··· Data for processing
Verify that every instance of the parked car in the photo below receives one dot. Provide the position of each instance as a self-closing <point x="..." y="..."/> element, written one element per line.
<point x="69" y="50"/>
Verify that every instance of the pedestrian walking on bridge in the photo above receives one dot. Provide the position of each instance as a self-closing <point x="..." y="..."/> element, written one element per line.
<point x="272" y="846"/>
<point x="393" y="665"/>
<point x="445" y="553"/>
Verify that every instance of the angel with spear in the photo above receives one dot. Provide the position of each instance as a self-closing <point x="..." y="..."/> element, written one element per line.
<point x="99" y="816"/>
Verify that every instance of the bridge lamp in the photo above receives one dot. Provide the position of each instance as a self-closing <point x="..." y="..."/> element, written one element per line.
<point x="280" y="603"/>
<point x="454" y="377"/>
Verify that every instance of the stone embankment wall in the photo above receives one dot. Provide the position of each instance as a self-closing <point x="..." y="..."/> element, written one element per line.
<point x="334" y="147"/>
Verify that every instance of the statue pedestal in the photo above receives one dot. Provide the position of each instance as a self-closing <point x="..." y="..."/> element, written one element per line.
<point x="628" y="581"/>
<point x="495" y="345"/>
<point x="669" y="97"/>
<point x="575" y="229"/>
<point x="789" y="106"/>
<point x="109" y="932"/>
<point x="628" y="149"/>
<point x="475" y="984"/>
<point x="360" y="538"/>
······
Instructions for the task. Every record should be printed again exactly as it reads.

Written answer.
Verify that every instance of the parked car in the photo below receives one dot. Provide the position of each instance as a self-closing <point x="..." y="..."/> element, written one element per line.
<point x="69" y="50"/>
Verify that every instance of the pedestrian walking on bridge in the photo above receives one dot. Provide the position of each instance as a self-closing <point x="..." y="..."/> element, written one element per line.
<point x="272" y="846"/>
<point x="393" y="665"/>
<point x="445" y="553"/>
Verify that every instance of the angel with spear in the photo above receives one dot. Provide the position of each instance as a self-closing <point x="..." y="..."/> element, written one element per line.
<point x="99" y="816"/>
Verify that every instance of the bridge lamp in the photo above receives one dot. Provide the position of each instance as a self-closing <point x="..." y="..."/> element, written one element per line.
<point x="280" y="603"/>
<point x="454" y="377"/>
Verify that every instance of the stone embankment wall in the photo above receives one dot. Provide the position of each instance as a self-closing <point x="..." y="..."/> element, written one element per line.
<point x="334" y="147"/>
Verify that every instance of the statue pedestal in the photo above receives one dot. Provide the position of each instance as a self-closing <point x="..." y="..."/> element, written one element per line.
<point x="628" y="581"/>
<point x="495" y="345"/>
<point x="669" y="97"/>
<point x="575" y="229"/>
<point x="789" y="106"/>
<point x="109" y="932"/>
<point x="628" y="149"/>
<point x="475" y="984"/>
<point x="360" y="538"/>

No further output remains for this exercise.